In the material below, transcribe every line from the first through the line holding "give the mask of bear's snout", exactly, and stop after that line.

______

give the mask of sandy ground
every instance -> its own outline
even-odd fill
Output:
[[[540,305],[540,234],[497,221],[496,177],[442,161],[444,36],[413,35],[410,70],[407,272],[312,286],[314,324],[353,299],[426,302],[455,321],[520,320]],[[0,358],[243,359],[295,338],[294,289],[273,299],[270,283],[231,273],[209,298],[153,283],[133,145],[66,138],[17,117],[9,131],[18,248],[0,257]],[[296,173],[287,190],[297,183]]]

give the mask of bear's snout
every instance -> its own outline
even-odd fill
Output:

______

▸ **Task result**:
give the mask of sandy ground
every instance -> its own outline
even-odd fill
Output:
[[[540,305],[540,234],[497,221],[496,177],[442,161],[444,36],[413,35],[410,70],[407,272],[312,286],[314,324],[353,299],[426,302],[455,321],[520,320]],[[0,358],[243,359],[295,338],[294,289],[273,299],[270,283],[231,273],[209,298],[153,283],[133,145],[66,138],[17,117],[9,131],[18,248],[0,257]],[[296,173],[287,190],[297,183]]]

give the mask of bear's snout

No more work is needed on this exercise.